[start DATA ROWS]

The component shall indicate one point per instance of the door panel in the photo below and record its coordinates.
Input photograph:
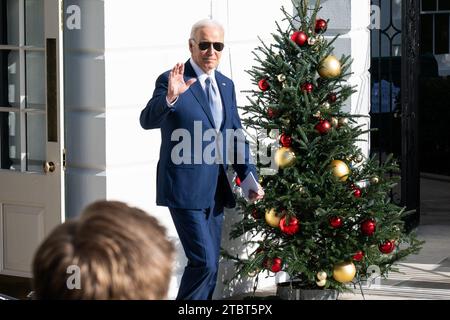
(31, 202)
(394, 104)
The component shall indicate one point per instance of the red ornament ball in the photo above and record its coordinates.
(357, 192)
(285, 140)
(332, 97)
(308, 87)
(321, 26)
(263, 85)
(274, 265)
(271, 113)
(323, 126)
(255, 214)
(292, 227)
(300, 38)
(387, 247)
(358, 256)
(336, 222)
(368, 227)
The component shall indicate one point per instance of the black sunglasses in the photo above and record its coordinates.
(218, 46)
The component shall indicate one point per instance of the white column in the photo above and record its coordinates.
(84, 91)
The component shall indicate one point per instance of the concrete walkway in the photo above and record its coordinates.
(425, 276)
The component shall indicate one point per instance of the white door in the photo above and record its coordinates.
(31, 140)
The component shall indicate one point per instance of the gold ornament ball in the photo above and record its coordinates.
(284, 157)
(321, 275)
(334, 122)
(344, 272)
(340, 169)
(273, 218)
(343, 122)
(321, 283)
(330, 67)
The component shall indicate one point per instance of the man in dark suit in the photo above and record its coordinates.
(193, 101)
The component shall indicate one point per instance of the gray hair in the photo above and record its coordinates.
(205, 23)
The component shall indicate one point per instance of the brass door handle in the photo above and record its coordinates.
(49, 166)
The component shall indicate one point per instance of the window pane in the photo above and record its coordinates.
(11, 24)
(444, 5)
(10, 141)
(441, 33)
(36, 152)
(34, 23)
(13, 79)
(426, 33)
(35, 89)
(429, 5)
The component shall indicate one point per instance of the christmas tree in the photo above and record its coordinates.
(326, 218)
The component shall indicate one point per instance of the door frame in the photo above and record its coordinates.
(410, 69)
(34, 201)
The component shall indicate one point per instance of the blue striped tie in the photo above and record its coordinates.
(213, 102)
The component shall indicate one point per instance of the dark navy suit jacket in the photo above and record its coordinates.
(194, 185)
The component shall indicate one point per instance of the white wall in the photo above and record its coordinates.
(111, 66)
(350, 19)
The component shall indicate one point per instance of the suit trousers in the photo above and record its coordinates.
(200, 233)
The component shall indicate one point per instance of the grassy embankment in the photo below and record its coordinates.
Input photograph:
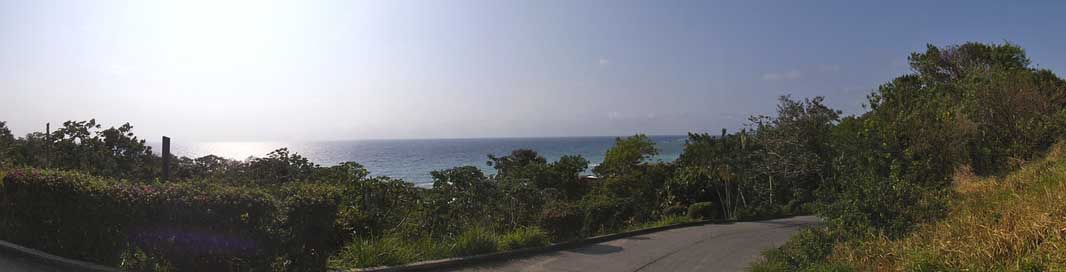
(1011, 223)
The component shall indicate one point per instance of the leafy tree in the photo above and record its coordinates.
(6, 144)
(280, 166)
(796, 146)
(627, 155)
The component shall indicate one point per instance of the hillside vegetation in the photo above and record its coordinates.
(929, 179)
(878, 177)
(1014, 223)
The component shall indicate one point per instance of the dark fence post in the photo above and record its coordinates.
(48, 145)
(166, 158)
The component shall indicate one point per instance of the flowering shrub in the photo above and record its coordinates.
(190, 226)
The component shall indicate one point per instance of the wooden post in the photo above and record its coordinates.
(166, 158)
(48, 145)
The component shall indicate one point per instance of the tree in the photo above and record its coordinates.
(280, 166)
(627, 155)
(796, 145)
(6, 144)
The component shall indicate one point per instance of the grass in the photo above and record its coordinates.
(1012, 223)
(526, 237)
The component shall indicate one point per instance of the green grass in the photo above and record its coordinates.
(1011, 223)
(526, 237)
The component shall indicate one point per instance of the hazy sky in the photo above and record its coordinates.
(258, 70)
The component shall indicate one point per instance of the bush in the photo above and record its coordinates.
(366, 253)
(808, 248)
(192, 226)
(525, 237)
(675, 210)
(701, 210)
(474, 241)
(562, 222)
(606, 214)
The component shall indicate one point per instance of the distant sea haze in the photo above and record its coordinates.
(413, 160)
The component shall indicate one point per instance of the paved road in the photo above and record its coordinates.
(707, 248)
(15, 257)
(14, 262)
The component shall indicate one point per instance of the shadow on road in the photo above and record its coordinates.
(597, 250)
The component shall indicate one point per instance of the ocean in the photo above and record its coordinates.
(412, 160)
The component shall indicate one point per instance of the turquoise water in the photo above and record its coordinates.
(413, 160)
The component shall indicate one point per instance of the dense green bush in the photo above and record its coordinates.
(375, 252)
(474, 241)
(606, 214)
(701, 210)
(523, 237)
(675, 210)
(807, 248)
(562, 221)
(190, 226)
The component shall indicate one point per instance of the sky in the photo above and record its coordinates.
(323, 70)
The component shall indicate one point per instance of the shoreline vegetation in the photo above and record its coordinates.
(877, 178)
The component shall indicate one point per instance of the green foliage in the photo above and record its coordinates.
(563, 221)
(474, 241)
(807, 249)
(367, 253)
(703, 210)
(626, 155)
(186, 225)
(523, 237)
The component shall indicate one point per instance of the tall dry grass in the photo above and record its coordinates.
(1014, 223)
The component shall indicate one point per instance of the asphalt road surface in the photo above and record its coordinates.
(707, 248)
(14, 262)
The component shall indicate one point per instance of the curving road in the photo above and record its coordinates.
(706, 248)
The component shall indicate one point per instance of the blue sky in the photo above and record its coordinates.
(304, 70)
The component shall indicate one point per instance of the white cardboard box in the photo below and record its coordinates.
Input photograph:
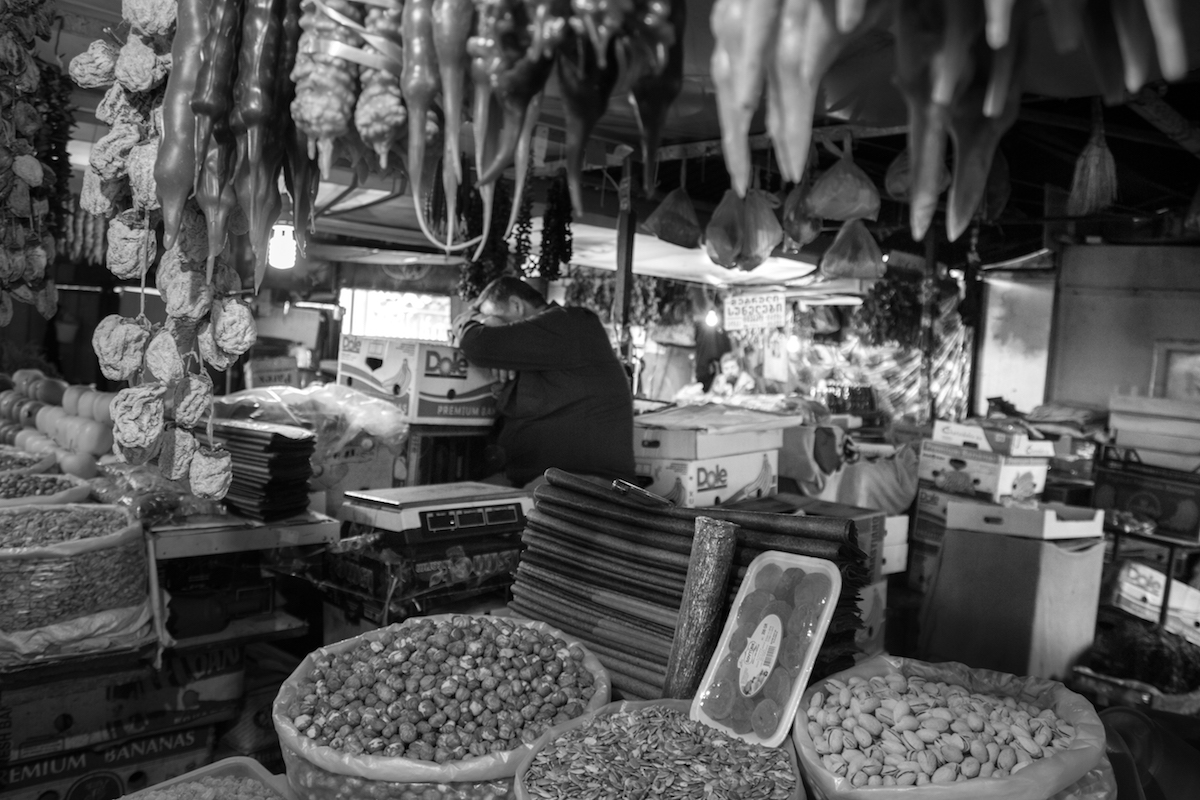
(895, 558)
(1049, 521)
(931, 501)
(431, 382)
(990, 440)
(691, 445)
(712, 481)
(969, 471)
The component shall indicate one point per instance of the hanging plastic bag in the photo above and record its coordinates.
(675, 220)
(724, 234)
(844, 191)
(762, 232)
(898, 181)
(799, 226)
(853, 254)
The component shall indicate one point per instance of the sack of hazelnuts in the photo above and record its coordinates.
(447, 701)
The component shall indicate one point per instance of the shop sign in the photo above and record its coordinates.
(755, 311)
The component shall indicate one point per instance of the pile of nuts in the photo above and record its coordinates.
(442, 690)
(13, 486)
(35, 527)
(897, 731)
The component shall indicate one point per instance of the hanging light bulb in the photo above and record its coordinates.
(281, 251)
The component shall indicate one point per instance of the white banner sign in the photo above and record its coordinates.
(755, 311)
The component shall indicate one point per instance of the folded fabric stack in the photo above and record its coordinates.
(611, 570)
(271, 468)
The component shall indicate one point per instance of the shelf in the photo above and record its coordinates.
(262, 627)
(239, 535)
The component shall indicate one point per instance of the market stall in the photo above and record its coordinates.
(245, 540)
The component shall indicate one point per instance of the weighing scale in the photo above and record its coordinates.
(421, 515)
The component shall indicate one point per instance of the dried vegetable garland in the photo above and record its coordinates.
(142, 173)
(33, 156)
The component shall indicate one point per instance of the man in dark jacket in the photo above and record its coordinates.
(565, 400)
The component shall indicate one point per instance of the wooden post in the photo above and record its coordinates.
(627, 226)
(700, 613)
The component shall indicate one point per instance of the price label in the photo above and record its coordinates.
(755, 311)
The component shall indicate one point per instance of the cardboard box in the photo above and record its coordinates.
(1014, 605)
(870, 527)
(973, 473)
(895, 558)
(1049, 521)
(193, 687)
(873, 605)
(922, 565)
(927, 530)
(991, 440)
(933, 501)
(1169, 498)
(109, 773)
(712, 481)
(431, 382)
(694, 445)
(895, 530)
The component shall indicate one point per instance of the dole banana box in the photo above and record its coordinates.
(987, 475)
(431, 382)
(712, 481)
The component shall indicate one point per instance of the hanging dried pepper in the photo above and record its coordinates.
(213, 97)
(256, 179)
(174, 169)
(327, 82)
(379, 114)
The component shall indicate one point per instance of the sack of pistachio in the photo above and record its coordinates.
(435, 707)
(895, 727)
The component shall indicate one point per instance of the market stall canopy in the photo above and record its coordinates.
(858, 89)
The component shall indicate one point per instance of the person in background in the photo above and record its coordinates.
(565, 400)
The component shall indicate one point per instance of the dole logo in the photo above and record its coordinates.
(712, 479)
(445, 366)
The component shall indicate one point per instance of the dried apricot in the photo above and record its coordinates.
(791, 578)
(765, 719)
(750, 611)
(719, 699)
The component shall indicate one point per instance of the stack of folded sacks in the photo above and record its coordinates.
(611, 570)
(271, 467)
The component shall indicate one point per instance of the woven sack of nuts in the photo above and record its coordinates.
(61, 563)
(1000, 720)
(353, 763)
(683, 758)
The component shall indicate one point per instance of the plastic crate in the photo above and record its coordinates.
(234, 767)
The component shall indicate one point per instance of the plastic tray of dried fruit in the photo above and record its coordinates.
(234, 767)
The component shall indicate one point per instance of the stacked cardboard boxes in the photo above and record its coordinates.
(971, 464)
(119, 732)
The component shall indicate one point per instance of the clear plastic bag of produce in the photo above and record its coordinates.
(724, 235)
(853, 254)
(761, 232)
(345, 776)
(1073, 774)
(844, 191)
(522, 792)
(675, 220)
(799, 226)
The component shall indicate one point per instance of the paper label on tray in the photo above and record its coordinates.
(759, 659)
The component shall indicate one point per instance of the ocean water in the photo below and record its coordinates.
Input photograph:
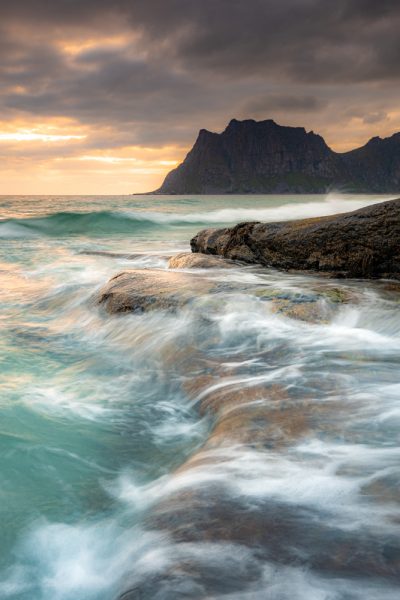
(95, 423)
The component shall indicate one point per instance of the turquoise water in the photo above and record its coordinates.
(93, 422)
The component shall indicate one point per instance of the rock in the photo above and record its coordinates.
(188, 260)
(150, 289)
(362, 243)
(264, 157)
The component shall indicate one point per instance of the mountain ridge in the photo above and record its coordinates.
(264, 157)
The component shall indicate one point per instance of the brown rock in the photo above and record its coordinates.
(362, 243)
(188, 260)
(150, 289)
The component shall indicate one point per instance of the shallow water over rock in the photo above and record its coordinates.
(244, 444)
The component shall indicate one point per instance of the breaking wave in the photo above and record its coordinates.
(92, 224)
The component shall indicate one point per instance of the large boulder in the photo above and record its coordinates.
(362, 243)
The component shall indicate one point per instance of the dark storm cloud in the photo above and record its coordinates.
(189, 63)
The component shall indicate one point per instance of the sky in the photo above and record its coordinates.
(107, 96)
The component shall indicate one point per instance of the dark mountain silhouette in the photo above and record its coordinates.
(252, 157)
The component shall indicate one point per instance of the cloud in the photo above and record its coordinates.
(150, 73)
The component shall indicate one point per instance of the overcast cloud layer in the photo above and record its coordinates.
(133, 74)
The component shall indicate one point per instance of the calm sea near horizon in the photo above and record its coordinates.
(94, 423)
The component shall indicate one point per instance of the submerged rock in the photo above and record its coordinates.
(362, 243)
(188, 260)
(150, 289)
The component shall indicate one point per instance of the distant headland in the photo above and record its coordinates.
(261, 157)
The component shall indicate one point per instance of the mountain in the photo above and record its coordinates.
(252, 157)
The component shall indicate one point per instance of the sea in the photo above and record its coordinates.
(95, 424)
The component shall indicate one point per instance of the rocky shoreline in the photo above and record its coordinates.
(257, 417)
(364, 243)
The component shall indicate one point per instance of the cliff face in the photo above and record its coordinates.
(263, 157)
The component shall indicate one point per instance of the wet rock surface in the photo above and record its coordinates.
(150, 289)
(188, 260)
(226, 534)
(363, 243)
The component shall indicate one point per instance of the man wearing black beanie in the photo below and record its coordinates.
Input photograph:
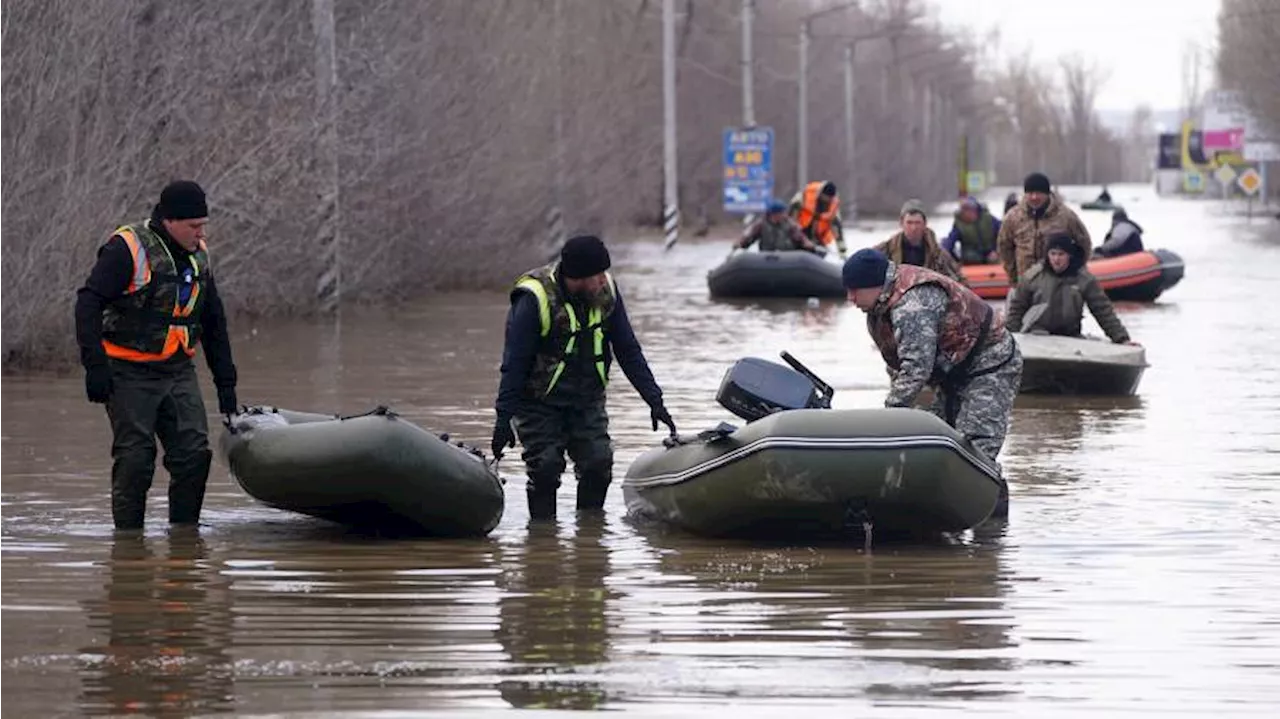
(147, 303)
(566, 324)
(1029, 224)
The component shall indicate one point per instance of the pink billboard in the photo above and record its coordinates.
(1224, 140)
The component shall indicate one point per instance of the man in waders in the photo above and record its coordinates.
(149, 301)
(817, 211)
(566, 324)
(933, 331)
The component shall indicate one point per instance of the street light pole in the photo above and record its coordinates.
(850, 137)
(671, 209)
(803, 124)
(748, 58)
(803, 140)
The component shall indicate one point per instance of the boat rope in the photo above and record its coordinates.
(380, 411)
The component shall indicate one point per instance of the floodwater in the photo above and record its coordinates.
(1136, 576)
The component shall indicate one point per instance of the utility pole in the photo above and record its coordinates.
(803, 140)
(329, 225)
(671, 209)
(748, 64)
(850, 136)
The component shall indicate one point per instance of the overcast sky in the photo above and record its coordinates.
(1139, 41)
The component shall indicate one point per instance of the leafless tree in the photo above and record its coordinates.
(456, 127)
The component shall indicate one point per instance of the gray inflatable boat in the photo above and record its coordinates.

[end DATA ROWS]

**GIVEN PROBLEM**
Rewrite the records from the line containing "of the leafless" through the end of the records, with "leafless tree" swapped for "bare tree" and everything else kept the same.

**RIGHT ANSWER**
The component shall indicate one point per instance of the bare tree in the photo above and record its coordinates.
(456, 127)
The component shall indicate one point per instance of the gray inflatable boat in the photo above and record its coordinates.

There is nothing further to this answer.